• WORK TO DO
Exactly reproduce each entry, leaving out nothing.

• EXCERPTED DATA
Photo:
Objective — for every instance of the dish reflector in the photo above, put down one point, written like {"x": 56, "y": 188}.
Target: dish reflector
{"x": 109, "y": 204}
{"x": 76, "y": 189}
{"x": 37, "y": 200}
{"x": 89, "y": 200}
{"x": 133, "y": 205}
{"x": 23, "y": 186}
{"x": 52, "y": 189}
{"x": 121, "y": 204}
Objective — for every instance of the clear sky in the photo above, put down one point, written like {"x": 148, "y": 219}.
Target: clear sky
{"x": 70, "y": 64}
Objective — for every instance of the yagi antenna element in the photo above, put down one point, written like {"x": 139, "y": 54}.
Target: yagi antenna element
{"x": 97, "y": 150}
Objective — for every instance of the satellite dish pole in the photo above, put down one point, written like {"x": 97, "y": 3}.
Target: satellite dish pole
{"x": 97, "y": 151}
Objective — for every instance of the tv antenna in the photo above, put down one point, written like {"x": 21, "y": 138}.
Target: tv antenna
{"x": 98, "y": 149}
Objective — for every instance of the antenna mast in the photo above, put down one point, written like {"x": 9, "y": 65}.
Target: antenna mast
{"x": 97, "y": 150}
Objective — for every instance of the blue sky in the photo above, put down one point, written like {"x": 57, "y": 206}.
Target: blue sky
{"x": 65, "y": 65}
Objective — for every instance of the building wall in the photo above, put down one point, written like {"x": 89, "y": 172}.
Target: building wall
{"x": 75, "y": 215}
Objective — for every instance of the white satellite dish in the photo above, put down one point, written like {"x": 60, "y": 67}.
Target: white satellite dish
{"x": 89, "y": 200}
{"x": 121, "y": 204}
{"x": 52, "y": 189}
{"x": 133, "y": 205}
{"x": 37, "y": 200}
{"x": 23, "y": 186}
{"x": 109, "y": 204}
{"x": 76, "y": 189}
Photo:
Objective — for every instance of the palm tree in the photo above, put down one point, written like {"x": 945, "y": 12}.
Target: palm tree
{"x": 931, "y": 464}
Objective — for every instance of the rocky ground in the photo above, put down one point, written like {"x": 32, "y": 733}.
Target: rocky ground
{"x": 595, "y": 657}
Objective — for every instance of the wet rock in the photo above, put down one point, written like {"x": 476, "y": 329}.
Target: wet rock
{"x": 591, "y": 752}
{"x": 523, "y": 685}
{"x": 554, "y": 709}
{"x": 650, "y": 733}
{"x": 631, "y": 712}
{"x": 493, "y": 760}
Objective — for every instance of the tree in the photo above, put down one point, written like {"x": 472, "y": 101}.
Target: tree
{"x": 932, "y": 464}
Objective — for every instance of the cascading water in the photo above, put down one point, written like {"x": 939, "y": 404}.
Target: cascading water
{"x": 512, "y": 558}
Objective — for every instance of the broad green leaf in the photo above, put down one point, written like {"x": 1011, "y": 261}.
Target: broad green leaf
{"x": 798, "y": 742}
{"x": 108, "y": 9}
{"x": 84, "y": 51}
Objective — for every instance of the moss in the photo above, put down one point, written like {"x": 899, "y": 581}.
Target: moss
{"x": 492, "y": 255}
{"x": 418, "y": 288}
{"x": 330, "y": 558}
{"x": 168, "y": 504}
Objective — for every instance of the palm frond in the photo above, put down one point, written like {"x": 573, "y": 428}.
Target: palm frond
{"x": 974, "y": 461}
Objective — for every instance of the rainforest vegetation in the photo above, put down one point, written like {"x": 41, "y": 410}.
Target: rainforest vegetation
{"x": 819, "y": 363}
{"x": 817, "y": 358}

• RESPONSE BELOW
Photo:
Objective — for every instance of the dish reflector in the photo above, put down one point, written like {"x": 56, "y": 188}.
Target: dish reflector
{"x": 109, "y": 204}
{"x": 76, "y": 189}
{"x": 37, "y": 200}
{"x": 89, "y": 200}
{"x": 133, "y": 205}
{"x": 23, "y": 186}
{"x": 52, "y": 189}
{"x": 121, "y": 204}
Objective — for every instance of the clear sky in the photo above, put down one point, written like {"x": 148, "y": 219}.
Target: clear sky
{"x": 70, "y": 64}
Objective — for every instance of the yagi antenna element in the photo above, put down one point, written like {"x": 139, "y": 54}.
Target: yagi antenna element
{"x": 97, "y": 150}
Objective — for every instance of the satellite dish pole in the photo above, put down one point, written like {"x": 97, "y": 3}.
Target: satellite dish pole
{"x": 97, "y": 151}
Objective — for every instance of the tv antenna in the photo above, put down one point, written like {"x": 21, "y": 138}.
Target: tv antenna
{"x": 98, "y": 149}
Objective — for every instance of the antenna mast in the photo above, put down one point, written like {"x": 9, "y": 65}.
Target: antenna mast
{"x": 97, "y": 150}
Objective — for every instance of the blue sky in the photo above, put down one point, written like {"x": 57, "y": 206}.
Target: blue sky
{"x": 65, "y": 65}
Objective — for every instance of the building wall in the photo above, put down one point, written like {"x": 89, "y": 172}.
Target: building wall
{"x": 75, "y": 215}
Objective — for every instance of the white satellite dish in the photo above, put down one point, written like {"x": 60, "y": 67}.
Target: white satellite dish
{"x": 89, "y": 200}
{"x": 121, "y": 204}
{"x": 52, "y": 189}
{"x": 133, "y": 205}
{"x": 37, "y": 200}
{"x": 23, "y": 186}
{"x": 109, "y": 204}
{"x": 76, "y": 189}
Photo:
Objective — for every instance of the palm tree in the photo above, put down one point, written like {"x": 945, "y": 12}.
Target: palm tree
{"x": 931, "y": 464}
Objective — for every instance of the rocky ground in the photo above, put down one point, written like {"x": 32, "y": 733}.
Target: rocky ground
{"x": 595, "y": 657}
Objective — for every instance of the wet rock in the photo above, put down one point, written like {"x": 476, "y": 329}.
Target: wet rock
{"x": 591, "y": 752}
{"x": 523, "y": 685}
{"x": 554, "y": 709}
{"x": 650, "y": 733}
{"x": 631, "y": 712}
{"x": 493, "y": 760}
Objective — for every instance of the tree in the photo above, put down one point, written like {"x": 472, "y": 101}.
Target: tree
{"x": 932, "y": 464}
Objective — for every instance of the cascading water in the photo above, put down one point, written like {"x": 939, "y": 404}.
Target: cascading water
{"x": 512, "y": 558}
Objective — for every instance of the broad green leaf in the photo above, put down one point, written like {"x": 1011, "y": 261}.
Target: broad green leaf
{"x": 798, "y": 742}
{"x": 108, "y": 9}
{"x": 84, "y": 51}
Objective — for every instance of the moss in the photo above, put down one point, written like {"x": 899, "y": 581}.
Target: moss
{"x": 492, "y": 255}
{"x": 418, "y": 288}
{"x": 330, "y": 558}
{"x": 168, "y": 504}
Objective — for every instance of the palm frond in the photo above, put down one point, written like {"x": 573, "y": 428}.
Target: palm frond
{"x": 974, "y": 461}
Objective — for every instance of the rainforest vegetation in the photo above, put down one point, written like {"x": 41, "y": 410}.
Target: rainforest vegetation
{"x": 819, "y": 363}
{"x": 817, "y": 358}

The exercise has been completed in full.